▶ Passage
****
Venezuela is Extremely Important Because it is the Battle of this Century

Carlos Aznárez, João Pedro Stédile

Carlos Aznárez, João Pedro Stédile

In February 2019, an International People’s Assembly was held in Caracas, capital of Venezuela, in solidarity with the people and government of Venezuela represented by Nicolás Maduro. Almost 500 delegates from 90 countries of the world attended the event, and one of the most ardent supporters of this initiative in the last two years is the leader of the Landless Movement of Brazil, Joao Pedro Stédile. This is an interview with him taken during the Assembly:

 

Carlos Aznarez: Why an International People’s Assembly now?

 

Joao Pedro Stédile: The effort that we are making with this coordination, instead of any other action by the parties and unions, is to try to gather all the popular forces in the world so that we can promote common struggles against the common enemy of all of us—the imperialists. That is the main reason to look for new forms of international organisation that promote struggles and try to unite the different types of organisations in our countries. In this first Assembly, because of the extent of conflict in Venezuela, which is now the epicenter of the world class struggle, at least in the West, where imperialism seeks by any means to overthrow Venezuela, the number one task, the absolute priority of all of us, is to leave here with an agenda of actions, of denunciation, so that we can develop movements in solidarity with Venezuela and against imperialism in each of the countries represented here.
****
▶ Provided data
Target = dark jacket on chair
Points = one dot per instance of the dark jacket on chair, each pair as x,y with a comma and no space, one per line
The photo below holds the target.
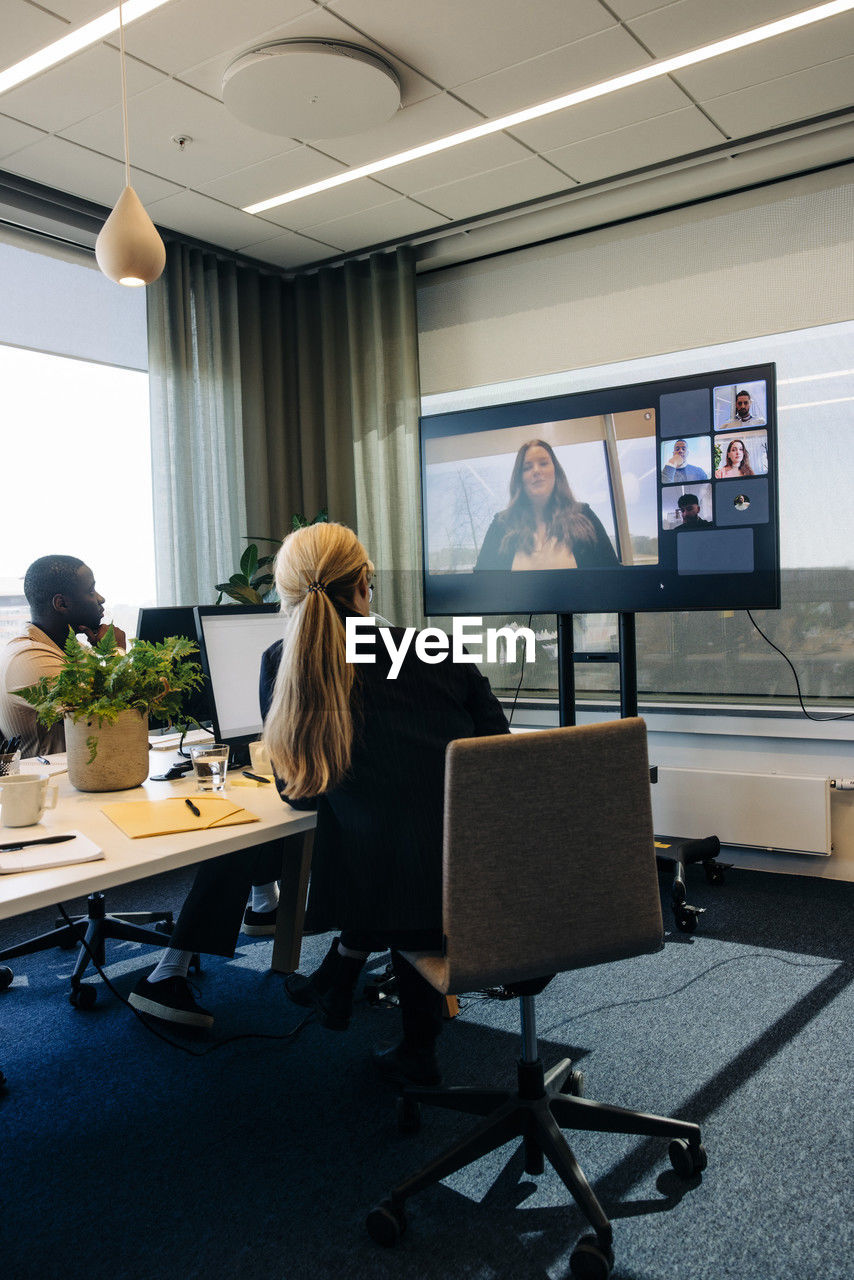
377,859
****
▶ Challenges
- 1) In the Venezuela interview, take the stretch starting with "In February 2019, an" and going on through "People’s Assembly now?", and change "delegates" to "participants".
- 2) Carry the interview on the People's Assembly in Caracas further, picking up after the last sentence shown.
None of this depends on the data.

▶ Expected answers
- 1)
In February 2019, an International People’s Assembly was held in Caracas, capital of Venezuela, in solidarity with the people and government of Venezuela represented by Nicolás Maduro. Almost 500 participants from 90 countries of the world attended the event, and one of the most ardent supporters of this initiative in the last two years is the leader of the Landless Movement of Brazil, Joao Pedro Stédile. This is an interview with him taken during the Assembly:

 

Carlos Aznarez: Why an International People’s Assembly now?

- 2)
CA: I am the devil’s advocate: whenever this type of meeting is held, it is proposed to return to the countries and coordinate actions, and then, for some reason or because of the need to respond to the internal situation in  each country, these things are not carried out and the documents and resolutions are packed away. Why do you think that this time it is going to happen or it should happen?

 

JPS: That is our self-critical reflection: we have to get out of paperwork and try to promote more actions. I believe that we should promote concrete struggles and actions because the popular forces that are here are accustomed to processes of popular organisation in their countries. The people attending this meeting are involved in real processes of struggle in their countries. So, we are confident that when they return to their countries they will put the issue of Venezuela, the issue of internationalism, permanently on their agenda in the national struggles they are already waging.

 

CA: Venezuela is a turning point today in the anti-imperialist struggle. What do you think is the most valid or most effective way of expressing solidarity with Venezuela on the continent?

 

JPS: It is true that there is tremendous confusion and that is why Venezuela is a key point, because even some left-wing sectors of Latin America and Europe allow themselves to be influenced by what the capitalist press says. We had invited several European organisations but they refused to come to Venezuela because they claim Venezuela is not a democracy. That is strange. Venezuela is a country that has held 25 elections in 20 years, where the private press is the majority, where the opposition marches every day it wishes; how can we then say that there is no democracy in that country? So, those ideas of the capitalist classes have also influenced sections of the left, especially the most institutional sections, who are moved only by electoral logic, who if they are in an election year believe that it is not very convenient to be seen as being close to Venezuelans because they are radical. It is very similar to what happened in the past, when they isolated themselves from Cuba. But Cuba continues to not only exist, after 60 years of resistance, but is also thriving today with its happy, educated people.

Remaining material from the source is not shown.